> **Work to complete**:
Reproduce every line of the data below, replacing "crop health pipeline" with "field survey pipeline" wherever it occurs and leaving everything else unchanged.

> **Records of labeled boxes**:
....................

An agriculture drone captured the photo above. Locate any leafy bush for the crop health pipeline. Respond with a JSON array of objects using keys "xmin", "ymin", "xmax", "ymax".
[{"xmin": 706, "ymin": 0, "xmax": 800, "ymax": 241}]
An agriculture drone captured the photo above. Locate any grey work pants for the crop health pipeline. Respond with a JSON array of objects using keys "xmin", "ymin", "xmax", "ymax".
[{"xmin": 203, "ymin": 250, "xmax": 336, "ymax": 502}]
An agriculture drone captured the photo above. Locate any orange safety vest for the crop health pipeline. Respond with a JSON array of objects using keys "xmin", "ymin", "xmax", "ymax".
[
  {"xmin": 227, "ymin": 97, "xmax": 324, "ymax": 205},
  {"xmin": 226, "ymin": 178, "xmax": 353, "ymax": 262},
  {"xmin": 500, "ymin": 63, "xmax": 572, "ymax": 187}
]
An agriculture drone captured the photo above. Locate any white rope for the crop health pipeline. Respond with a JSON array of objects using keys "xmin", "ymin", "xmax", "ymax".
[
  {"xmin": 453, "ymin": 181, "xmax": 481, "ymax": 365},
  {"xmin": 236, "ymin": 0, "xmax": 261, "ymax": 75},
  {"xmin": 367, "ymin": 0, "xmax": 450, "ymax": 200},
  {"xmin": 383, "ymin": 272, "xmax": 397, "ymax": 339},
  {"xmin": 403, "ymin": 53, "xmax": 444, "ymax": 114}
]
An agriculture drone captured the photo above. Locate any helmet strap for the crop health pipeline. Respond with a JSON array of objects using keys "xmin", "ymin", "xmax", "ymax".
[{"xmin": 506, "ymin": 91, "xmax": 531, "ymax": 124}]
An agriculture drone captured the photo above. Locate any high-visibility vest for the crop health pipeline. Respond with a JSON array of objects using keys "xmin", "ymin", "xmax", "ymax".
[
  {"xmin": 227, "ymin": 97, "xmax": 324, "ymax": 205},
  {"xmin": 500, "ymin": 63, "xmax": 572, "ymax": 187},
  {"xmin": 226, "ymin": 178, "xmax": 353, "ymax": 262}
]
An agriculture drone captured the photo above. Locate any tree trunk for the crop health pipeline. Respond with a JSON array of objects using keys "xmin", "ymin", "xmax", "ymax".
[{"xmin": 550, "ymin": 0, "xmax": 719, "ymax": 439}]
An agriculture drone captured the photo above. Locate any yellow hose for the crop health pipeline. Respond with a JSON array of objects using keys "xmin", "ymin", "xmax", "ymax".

....................

> **Result of this task**:
An agriculture drone captured the photo above. Locate any leafy bush for the field survey pipeline. Respond with a JSON array of objects using keys "xmin", "ymin", "xmax", "ymax".
[{"xmin": 706, "ymin": 0, "xmax": 800, "ymax": 241}]
An agriculture drone captured the photo above. Locate any grey work pants for the field survey pipeline. Respond with a JSON array of objects using keys "xmin", "ymin", "xmax", "ymax".
[{"xmin": 203, "ymin": 250, "xmax": 336, "ymax": 502}]
An agriculture drone captured the photo above. Locate any orange safety vest for the field survey pipeline. Respond with a JSON array of objects using keys "xmin", "ymin", "xmax", "ymax".
[
  {"xmin": 227, "ymin": 97, "xmax": 324, "ymax": 205},
  {"xmin": 226, "ymin": 178, "xmax": 353, "ymax": 262},
  {"xmin": 500, "ymin": 63, "xmax": 572, "ymax": 187}
]
An agriculture drone captured the photo above. Locate any white rope for the field survey pipeline. Respond with a JSON array of objects using keys "xmin", "ymin", "xmax", "ymax".
[
  {"xmin": 453, "ymin": 181, "xmax": 481, "ymax": 365},
  {"xmin": 236, "ymin": 0, "xmax": 261, "ymax": 75},
  {"xmin": 367, "ymin": 0, "xmax": 450, "ymax": 200},
  {"xmin": 383, "ymin": 272, "xmax": 397, "ymax": 339},
  {"xmin": 403, "ymin": 53, "xmax": 444, "ymax": 114}
]
An agriculture drone captured the photo above. Locate any helmet strap for the field survey pipeline. Respond with a JSON array of objects using keys "xmin", "ymin", "xmax", "ymax".
[{"xmin": 506, "ymin": 91, "xmax": 531, "ymax": 124}]
An agriculture drone captured the photo above. Locate any high-visibility vest for the field survey pipeline. Respond with a JSON array of objects using keys "xmin", "ymin", "xmax", "ymax".
[
  {"xmin": 227, "ymin": 97, "xmax": 324, "ymax": 205},
  {"xmin": 500, "ymin": 63, "xmax": 572, "ymax": 187},
  {"xmin": 226, "ymin": 178, "xmax": 353, "ymax": 262}
]
An agriculture drone captured the photo above. Locate any tree trunk for the field survey pipeline. Respond with a JSON array of objects using keys "xmin", "ymin", "xmax", "ymax".
[{"xmin": 550, "ymin": 0, "xmax": 719, "ymax": 439}]
An agriculture drone captured the photo above. Locate any yellow hose for the field survey pipeline. Respond with a JSON array of objects using keys "xmin", "ymin", "xmax", "ymax".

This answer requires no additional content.